:: EXTRACT TO READ ::

Thank you again for your submission. We hope that our editorial process has been constructive so far, and we welcome your feedback at any time. Please don't hesitate to contact us if you have any questions or comments.

Sincerely,

Tamar Schlick

Associate Editor

PLOS Computational Biology

Nir Ben-Tal

Deputy Editor

PLOS Computational Biology

***********************

Reviewer's Responses to Questions

Comments to the Authors:

Please note here if the review is uploaded as an attachment.

Reviewer #1: This is an important paper in the difficult pursuit of finding structural elements in sequence alignments. Sequence alignments are extremely powerful for establishing 2D helical regions maintained by complementary Watson-Crick pairs with GU wobbles (and the 2D structures for all “ancillary” RNAs were deduced in this way). This is based on covariations or exchanges, during evolution, between the structurally similar Watson-Crick pairs. RNAs with sequences highly conserved throughout phylogeny form therefore a difficult case. Also, the extraction of information about bases that form 3D pairs is delicate because they generally are highly conserved and do not covary strictly speaking. This has been achieved with good alignments displaying enough sequence variation. For large structures, this can be reached especially when coupled with real space molecular assembly and experimental data (mutations, chemical probing,…) in order to restrict the search range for covariations (as in JMB 216,585(90), Science 254, 853 (91), JMB 279, 773 (98)). Here, the author exploits astutely sophisticated statistical analysis to obtain reliable 2D structures with potential 3D information.

There is here original thinking and new programming yielding new data. An immense effort has been made to compare with many available RNA structures. An amazing amount of work and the results are all available in a variety of files with the codes. The paper is a real step forward, but it is hard to read and follow, not only because of the many cases discussed (too often maybe too cursorily). Some sentences state an observation but without a figure or enough precision to locate the observation in the structure. A thorough re-reading by the author would certainly help. I will give some examples below. Because of the importance of the work, I feel it is worth this additional effort to clarify some points. Some may sound trivial, but the recent controversy with long ncRNAs revealed the deep misunderstandings even among (computer) scientists working on RNA.

:::
:: INFORMATION PROVIDED ::

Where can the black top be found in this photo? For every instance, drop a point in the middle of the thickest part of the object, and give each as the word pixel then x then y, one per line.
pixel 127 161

:::

- [ASSIGNMENT]: Copy the journal review letter above in full, without changing any words, spacing, or punctuation.

- [ANSWER TO THE EXERCISE]:
Thank you again for your submission. We hope that our editorial process has been constructive so far, and we welcome your feedback at any time. Please don't hesitate to contact us if you have any questions or comments.

Sincerely,

Tamar Schlick

Associate Editor

PLOS Computational Biology

Nir Ben-Tal

Deputy Editor

PLOS Computational Biology

***********************

Reviewer's Responses to Questions

Comments to the Authors:

Please note here if the review is uploaded as an attachment.

Reviewer #1: This is an important paper in the difficult pursuit of finding structural elements in sequence alignments. Sequence alignments are extremely powerful for establishing 2D helical regions maintained by complementary Watson-Crick pairs with GU wobbles (and the 2D structures for all “ancillary” RNAs were deduced in this way). This is based on covariations or exchanges, during evolution, between the structurally similar Watson-Crick pairs. RNAs with sequences highly conserved throughout phylogeny form therefore a difficult case. Also, the extraction of information about bases that form 3D pairs is delicate because they generally are highly conserved and do not covary strictly speaking. This has been achieved with good alignments displaying enough sequence variation. For large structures, this can be reached especially when coupled with real space molecular assembly and experimental data (mutations, chemical probing,…) in order to restrict the search range for covariations (as in JMB 216,585(90), Science 254, 853 (91), JMB 279, 773 (98)). Here, the author exploits astutely sophisticated statistical analysis to obtain reliable 2D structures with potential 3D information.

There is here original thinking and new programming yielding new data. An immense effort has been made to compare with many available RNA structures. An amazing amount of work and the results are all available in a variety of files with the codes. The paper is a real step forward, but it is hard to read and follow, not only because of the many cases discussed (too often maybe too cursorily). Some sentences state an observation but without a figure or enough precision to locate the observation in the structure. A thorough re-reading by the author would certainly help. I will give some examples below. Because of the importance of the work, I feel it is worth this additional effort to clarify some points. Some may sound trivial, but the recent controversy with long ncRNAs revealed the deep misunderstandings even among (computer) scientists working on RNA.